→ The exercise
Quote every one of the following records verbatim, reproducing each line without alteration.

── Provided records ──

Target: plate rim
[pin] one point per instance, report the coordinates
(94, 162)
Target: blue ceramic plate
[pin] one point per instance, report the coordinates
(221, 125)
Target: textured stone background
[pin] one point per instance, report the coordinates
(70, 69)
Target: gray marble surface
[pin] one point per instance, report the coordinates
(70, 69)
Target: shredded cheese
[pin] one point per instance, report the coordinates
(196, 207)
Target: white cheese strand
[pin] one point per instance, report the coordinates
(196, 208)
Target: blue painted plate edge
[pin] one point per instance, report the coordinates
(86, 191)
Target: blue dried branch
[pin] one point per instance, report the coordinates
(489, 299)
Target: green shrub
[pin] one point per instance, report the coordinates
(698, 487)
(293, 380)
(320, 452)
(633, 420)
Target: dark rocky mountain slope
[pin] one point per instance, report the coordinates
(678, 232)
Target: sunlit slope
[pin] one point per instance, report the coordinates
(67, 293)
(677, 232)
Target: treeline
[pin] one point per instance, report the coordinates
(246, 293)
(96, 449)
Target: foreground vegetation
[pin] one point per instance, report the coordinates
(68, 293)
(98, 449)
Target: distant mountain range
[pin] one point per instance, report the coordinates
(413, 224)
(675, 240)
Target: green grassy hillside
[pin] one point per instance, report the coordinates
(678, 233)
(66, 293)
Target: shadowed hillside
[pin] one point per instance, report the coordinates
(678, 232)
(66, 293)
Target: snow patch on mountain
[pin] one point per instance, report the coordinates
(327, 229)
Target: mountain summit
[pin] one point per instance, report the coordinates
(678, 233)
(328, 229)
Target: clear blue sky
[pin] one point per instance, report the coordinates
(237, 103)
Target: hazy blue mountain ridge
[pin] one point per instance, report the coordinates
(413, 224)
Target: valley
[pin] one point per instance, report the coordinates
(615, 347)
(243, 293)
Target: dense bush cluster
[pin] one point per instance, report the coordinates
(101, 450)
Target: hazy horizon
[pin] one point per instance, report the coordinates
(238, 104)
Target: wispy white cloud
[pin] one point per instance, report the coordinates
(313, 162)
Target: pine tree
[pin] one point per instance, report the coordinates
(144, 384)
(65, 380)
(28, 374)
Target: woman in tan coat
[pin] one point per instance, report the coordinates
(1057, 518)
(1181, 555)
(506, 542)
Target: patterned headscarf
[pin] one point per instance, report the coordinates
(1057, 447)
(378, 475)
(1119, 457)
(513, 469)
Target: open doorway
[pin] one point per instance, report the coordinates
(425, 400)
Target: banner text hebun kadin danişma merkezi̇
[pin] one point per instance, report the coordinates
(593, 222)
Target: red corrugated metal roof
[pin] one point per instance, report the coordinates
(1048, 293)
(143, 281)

───

→ Response to this task
Target: plate rim
[pin] one point per instance, report the coordinates
(94, 162)
Target: blue ceramic plate
[pin] one point per instance, report the coordinates
(221, 125)
Target: textured stone background
[pin] one point per instance, report the coordinates
(70, 69)
Target: gray marble surface
[pin] one point per instance, report the coordinates
(70, 69)
Target: shredded cheese
[pin] one point per instance, report the coordinates
(196, 207)
Target: white cheese strand
[pin] one point per instance, report the coordinates
(196, 208)
Target: blue painted plate edge
[pin] one point per instance, report the coordinates
(86, 191)
Target: blue dried branch
[pin] one point per instance, report the coordinates
(489, 299)
Target: green shrub
[pin] one point per instance, report the coordinates
(698, 487)
(293, 380)
(320, 452)
(633, 420)
Target: dark rocky mountain slope
[pin] one point per instance, report the coordinates
(678, 232)
Target: sunlit slope
[pin] one point per instance, report the coordinates
(67, 293)
(677, 232)
Target: treeline
[pin] one point per instance, report the coordinates
(246, 293)
(96, 449)
Target: foreground vegetation
[pin] one point per instance, report the coordinates
(68, 293)
(98, 449)
Target: distant mountain range
[pin] one point per instance, report the coordinates
(413, 224)
(675, 240)
Target: green grassy hillside
[pin] one point per instance, report the coordinates
(678, 233)
(66, 293)
Target: shadowed hillside
[pin] one point per instance, report the coordinates
(678, 232)
(66, 293)
Target: snow patch on mountain
[pin] one point per instance, report the coordinates
(327, 229)
Target: mountain summit
[pin] one point per instance, report the coordinates
(678, 233)
(328, 229)
Target: clear blue sky
[pin] one point per instance, report the coordinates
(237, 103)
Target: hazy blue mountain ridge
[pin] one point per instance, report the coordinates
(413, 224)
Target: valley
[pin] one point per instance, report the coordinates
(615, 347)
(243, 293)
Target: dense bush cluster
[pin] one point per instance, report the coordinates
(101, 450)
Target: hazy horizon
[pin] one point per instance, report the coordinates
(238, 104)
Target: wispy white cloud
[pin] one point per instance, report the coordinates
(313, 162)
Target: pine tree
[pin] one point per instance, report the coordinates
(144, 384)
(65, 380)
(28, 374)
Target: woman in tan coat
[pin] one point per instance, report the coordinates
(1057, 518)
(1181, 555)
(506, 542)
Target: patterned headscarf
[pin] one point per instance, report the coordinates
(1057, 447)
(378, 475)
(1119, 457)
(513, 469)
Target: open doorway
[pin] one point per instance, report the coordinates
(425, 400)
Target: banner text hebun kadin danişma merkezi̇
[pin] one point per instance, report the coordinates
(593, 222)
Target: red corrugated metal roof
[pin] one point per instance, report the coordinates
(1048, 293)
(143, 281)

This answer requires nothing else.